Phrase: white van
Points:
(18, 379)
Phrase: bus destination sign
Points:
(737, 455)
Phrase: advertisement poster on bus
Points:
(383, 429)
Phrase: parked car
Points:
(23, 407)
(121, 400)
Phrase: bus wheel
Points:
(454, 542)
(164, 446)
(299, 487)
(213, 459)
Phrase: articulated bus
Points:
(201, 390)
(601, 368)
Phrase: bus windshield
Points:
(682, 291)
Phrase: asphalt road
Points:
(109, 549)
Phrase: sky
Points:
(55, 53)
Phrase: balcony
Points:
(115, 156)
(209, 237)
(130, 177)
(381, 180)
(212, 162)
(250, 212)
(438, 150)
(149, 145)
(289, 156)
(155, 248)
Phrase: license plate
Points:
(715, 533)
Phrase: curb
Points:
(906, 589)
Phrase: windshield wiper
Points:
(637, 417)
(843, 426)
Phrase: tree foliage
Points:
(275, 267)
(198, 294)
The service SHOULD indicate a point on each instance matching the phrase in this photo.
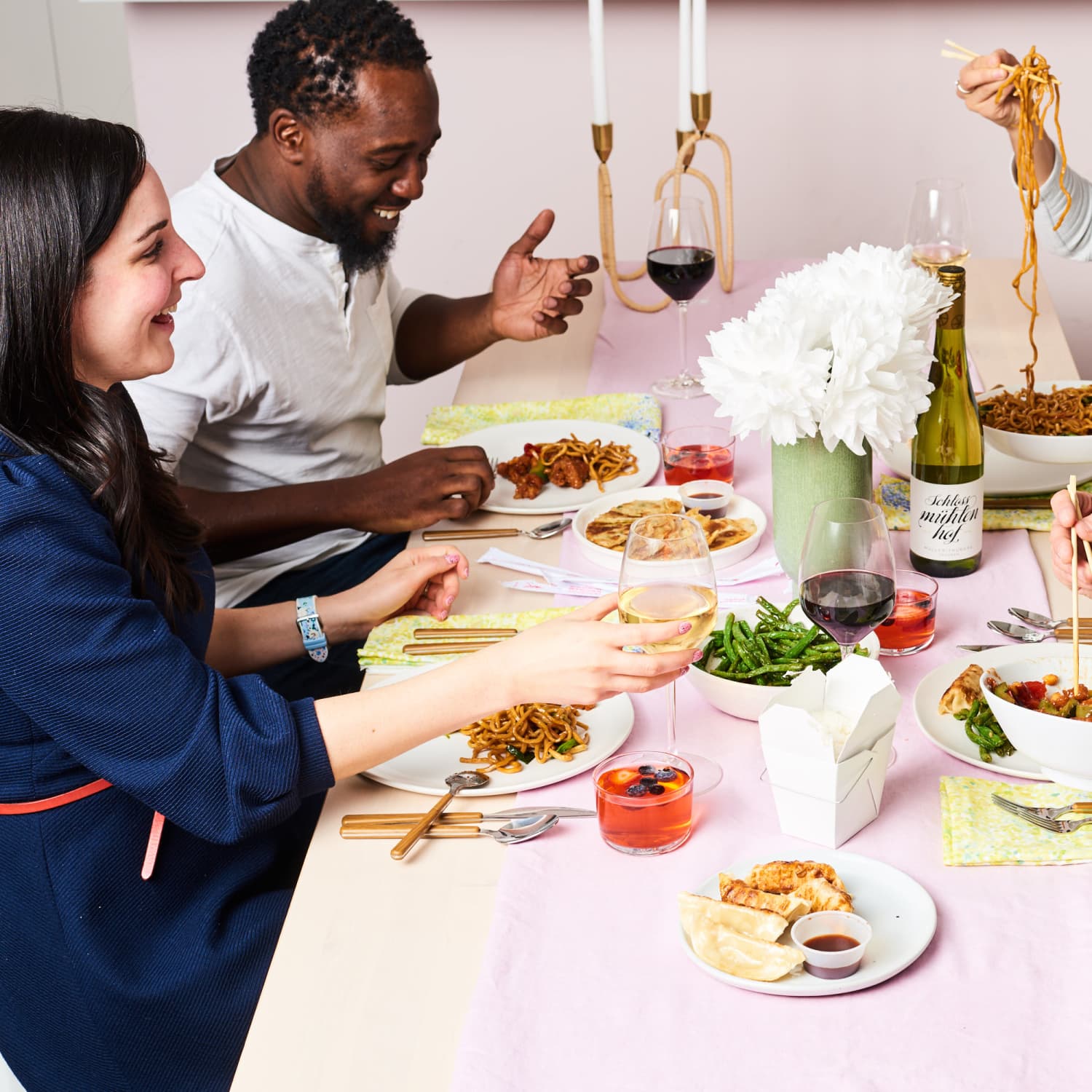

■ Task objective: Everything in the entries except the pictures must be duplicated exactly.

■ Result of this task:
Phrase: white van
Points:
(18, 379)
Phrase: bus destination sign
Points:
(737, 455)
Phrase: advertisement poster on bus
Points:
(383, 429)
Phrase: parked car
Points:
(23, 407)
(121, 400)
Phrase: bus wheel
Points:
(454, 542)
(164, 446)
(299, 487)
(213, 459)
Phrase: articulated bus
Points:
(201, 390)
(601, 368)
Phrase: bus windshield
Points:
(682, 291)
Phrase: asphalt road
Points:
(109, 549)
Phrase: sky
Points:
(55, 53)
Phrase: balcony
Points:
(115, 156)
(209, 237)
(130, 177)
(381, 180)
(212, 162)
(250, 212)
(438, 150)
(149, 145)
(289, 156)
(155, 248)
Phrase: license plate
Points:
(715, 533)
Phrase: curb
Points:
(906, 589)
Phrase: windshield wiper
Points:
(637, 417)
(843, 426)
Phrase: tree foliage
Points:
(275, 267)
(198, 294)
The service SHOULD indicate a point on each instance matching the phrase in this photo.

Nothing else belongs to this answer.